» What the task requires
Nothing but an exact repeat of the entries below should appear in your answer.

(Natural-language object grounding data)
BEGIN

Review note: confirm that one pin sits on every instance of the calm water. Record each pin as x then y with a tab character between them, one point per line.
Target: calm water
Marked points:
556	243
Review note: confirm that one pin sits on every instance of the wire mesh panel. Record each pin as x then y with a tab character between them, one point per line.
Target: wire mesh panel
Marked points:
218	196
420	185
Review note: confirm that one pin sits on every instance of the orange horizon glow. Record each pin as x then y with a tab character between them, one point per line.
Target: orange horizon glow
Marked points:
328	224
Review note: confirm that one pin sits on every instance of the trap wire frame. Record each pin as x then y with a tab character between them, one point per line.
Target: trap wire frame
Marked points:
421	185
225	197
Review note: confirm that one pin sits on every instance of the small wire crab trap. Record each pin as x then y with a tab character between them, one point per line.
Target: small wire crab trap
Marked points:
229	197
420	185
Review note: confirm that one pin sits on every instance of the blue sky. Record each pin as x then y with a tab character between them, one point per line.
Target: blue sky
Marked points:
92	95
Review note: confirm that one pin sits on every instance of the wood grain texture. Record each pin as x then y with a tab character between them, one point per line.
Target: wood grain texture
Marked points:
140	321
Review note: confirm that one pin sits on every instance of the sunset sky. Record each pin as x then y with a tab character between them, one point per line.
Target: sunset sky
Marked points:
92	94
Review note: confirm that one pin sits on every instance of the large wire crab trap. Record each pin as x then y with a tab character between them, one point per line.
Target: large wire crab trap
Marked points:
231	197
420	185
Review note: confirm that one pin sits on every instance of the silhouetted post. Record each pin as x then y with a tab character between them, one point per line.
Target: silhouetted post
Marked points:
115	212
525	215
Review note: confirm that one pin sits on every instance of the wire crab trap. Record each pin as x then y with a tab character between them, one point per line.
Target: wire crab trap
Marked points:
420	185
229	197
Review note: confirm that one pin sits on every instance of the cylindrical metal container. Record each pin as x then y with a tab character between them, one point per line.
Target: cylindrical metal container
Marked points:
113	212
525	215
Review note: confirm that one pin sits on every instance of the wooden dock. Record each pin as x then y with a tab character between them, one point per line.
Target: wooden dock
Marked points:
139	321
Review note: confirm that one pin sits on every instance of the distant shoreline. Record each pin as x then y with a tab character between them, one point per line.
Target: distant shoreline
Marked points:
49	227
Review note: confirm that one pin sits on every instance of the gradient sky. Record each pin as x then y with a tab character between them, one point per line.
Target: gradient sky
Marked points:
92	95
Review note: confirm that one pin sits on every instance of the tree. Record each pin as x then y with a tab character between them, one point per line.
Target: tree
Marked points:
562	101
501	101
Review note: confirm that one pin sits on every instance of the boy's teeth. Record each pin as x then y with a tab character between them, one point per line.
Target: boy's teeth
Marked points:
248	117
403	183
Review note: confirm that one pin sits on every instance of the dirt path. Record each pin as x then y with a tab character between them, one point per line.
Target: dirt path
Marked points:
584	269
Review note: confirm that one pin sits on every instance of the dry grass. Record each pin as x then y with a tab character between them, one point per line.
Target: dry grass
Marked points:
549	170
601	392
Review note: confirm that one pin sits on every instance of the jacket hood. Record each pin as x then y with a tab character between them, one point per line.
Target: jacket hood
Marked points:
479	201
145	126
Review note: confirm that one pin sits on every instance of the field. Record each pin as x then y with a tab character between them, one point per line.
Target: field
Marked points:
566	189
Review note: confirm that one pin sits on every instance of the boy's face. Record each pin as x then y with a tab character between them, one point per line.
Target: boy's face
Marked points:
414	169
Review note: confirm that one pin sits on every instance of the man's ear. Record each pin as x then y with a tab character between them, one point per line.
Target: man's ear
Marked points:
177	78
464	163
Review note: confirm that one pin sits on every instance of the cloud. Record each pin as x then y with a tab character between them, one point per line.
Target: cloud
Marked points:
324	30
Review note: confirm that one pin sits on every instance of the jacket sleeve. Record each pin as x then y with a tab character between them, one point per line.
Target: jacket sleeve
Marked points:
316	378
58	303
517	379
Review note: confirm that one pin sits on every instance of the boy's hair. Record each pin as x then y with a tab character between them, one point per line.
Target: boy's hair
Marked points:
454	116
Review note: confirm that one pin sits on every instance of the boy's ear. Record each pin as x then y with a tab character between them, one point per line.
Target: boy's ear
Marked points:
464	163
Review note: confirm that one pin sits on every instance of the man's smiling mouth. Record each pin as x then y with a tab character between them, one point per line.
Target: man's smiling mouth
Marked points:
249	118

END

» The completed task
Review note: confirm that one pin sits on every instance of the calm water. Record each pin as x then y with a tab character between them, one point per line.
Target: calm water
Marked points:
556	243
Review note: confirm that one pin sits on every instance of the wire mesh panel. Record each pin as x then y with a tab character between them, one point per line.
Target: wire mesh panel
Marked points:
218	196
420	185
Review note: confirm that one pin sits on every instance of the orange horizon glow. Record each pin as x then y with a tab character between them, one point per line.
Target: orange horizon glow
Marked points:
328	224
Review note: confirm that one pin sits on every instance of the trap wire frame. Record each pin as x then y with a tab character between them, one point per line.
Target: trap wire frame
Marked points:
421	185
225	197
Review note: confirm that one pin sits on every instance of the small wire crab trap. Record each pin as x then y with a tab character between them, one point per line.
Target: small wire crab trap
Marked points:
229	197
420	185
Review note: confirm that one pin sits on every instance of the blue sky. Record each pin as x then y with a tab character between them, one point per line.
Target: blue sky
Marked points:
92	95
Review note: confirm that one pin sits on every instance of the wood grain texture. Record each pin as x then y with a tab character between them, one point per line.
Target: wood grain texture
Marked points:
140	321
Review note: confirm that one pin sits on every instance of the sunset sky. Record each pin as x then y with a tab character between them, one point per line.
Target: sunset sky
Marked points:
92	94
Review note: confirm that one pin sits on every instance of the large wire crab trap. Record each pin as x then y with a tab character between them, one point per line.
Target: large wire crab trap
Marked points:
231	197
420	185
Review note: confirm that one pin sits on every instance of the silhouetted post. Record each pin as x then y with a tab character between them, one point per line.
Target: silhouetted post
Marked points:
115	212
525	215
Review note: confirm that one pin sits on every instance of the wire crab trap. Record each pin as x then y with a tab character between them, one point per line.
Target: wire crab trap
Marked points:
420	185
229	197
Review note: confirm that one pin sits on every instance of the cylindrical metal container. Record each pin as x then y with a tab character between them, one point per line.
Target: cylindrical metal container
Marked points:
113	212
525	215
Review note: confirm that one pin sits on every instance of the wooden dock. Record each pin as x then y with a tab character between them, one point per line.
Target: wooden dock
Marked points:
139	321
Review note: confirm that one pin sits on every instance of the distant shoreline. Record each pin as x then y with a tab character between them, one point per line.
Target: distant shoreline
Marked points:
49	227
Review note: confirm that one pin sits on every instance of the gradient sky. Record each pin as x then y with a tab character between them, one point per line.
Target: gradient sky
Marked points:
92	95
Review note: confirm that one pin sits on every instance of the tree. Record each pin as x then y with a tab character between them, one point per line.
Target: tree
Marked points:
562	101
501	101
Review note: confirm that one pin sits on every instance of the boy's teeth. Record each pin as x then y with a tab character between them, one point per line.
Target: boy's teeth
Marked points:
248	117
403	183
Review note: confirm that one pin sits on every instance of the dirt path. Record each pin as x then y with a tab character between them, one point per line.
Target: dirt path
Marked points:
584	269
Review note: confirm that one pin sits on every instance of the dry grass. Record each pin as x then y with a tab character between them, one point per line.
Target: dry grass
Marked points:
549	170
601	392
Review note: confirm that one pin sits on every instance of the jacket hood. Record each pin as x then y with a tab character between them, one point per line.
Target: jacket hood
Marked points:
479	201
145	126
Review note: confirm that one pin sits on every instance of the field. Record each pin as x then y with a tab character between them, one point per line.
Target: field
Marked points:
566	189
Review note: confirm that one pin sits on every instance of the boy's face. Record each pin as x then y with a tab character between them, one point per line.
Target: boy's face
Marked points:
414	169
Review note: confirm that one pin sits on every instance of the man's ear. Record each pin as x then y with a tab character between them, one point per line.
Target: man's ear
Marked points:
177	78
464	163
Review note: confirm that one pin sits on every instance of the cloud. Record each pin as x then y with a tab character between them, one point per line.
Target: cloud
Marked points:
324	30
Review note: confirm that one pin sits on every instance of the jacket sleeve. Record each pin as x then y with a tab character between them, one point per line.
Target: jacket sleeve
Marked points:
316	378
58	303
517	379
Review note: confirm that one pin sits on every instance of the boy's hair. Record each pin as x then y with a tab character between them, one point per line.
Target: boy's hair
Marked points:
454	116
Review note: confirm that one pin sits on every instance of the boy's ear. Record each pin as x then y with a tab character between them, one point per line.
Target: boy's ear
Marked points:
464	163
Review note: confirm that one pin sits on every instance of the man's smiling mouth. Record each pin as x then y with a tab character between them, one point per line.
Target: man's smiling mouth
Marked points:
249	118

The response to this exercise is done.